* _Request_: Quote each line of these records word for word.

___ Dataset content

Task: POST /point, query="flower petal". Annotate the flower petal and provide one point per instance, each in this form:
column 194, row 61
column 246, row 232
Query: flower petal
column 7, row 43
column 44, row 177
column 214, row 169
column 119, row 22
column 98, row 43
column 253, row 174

______

* _Solution_:
Task: POST /point, query="flower petal". Annotate the flower petal and provide one point per instance, each in this form:
column 194, row 61
column 246, row 232
Query: flower petal
column 7, row 43
column 44, row 177
column 214, row 169
column 119, row 22
column 98, row 43
column 253, row 174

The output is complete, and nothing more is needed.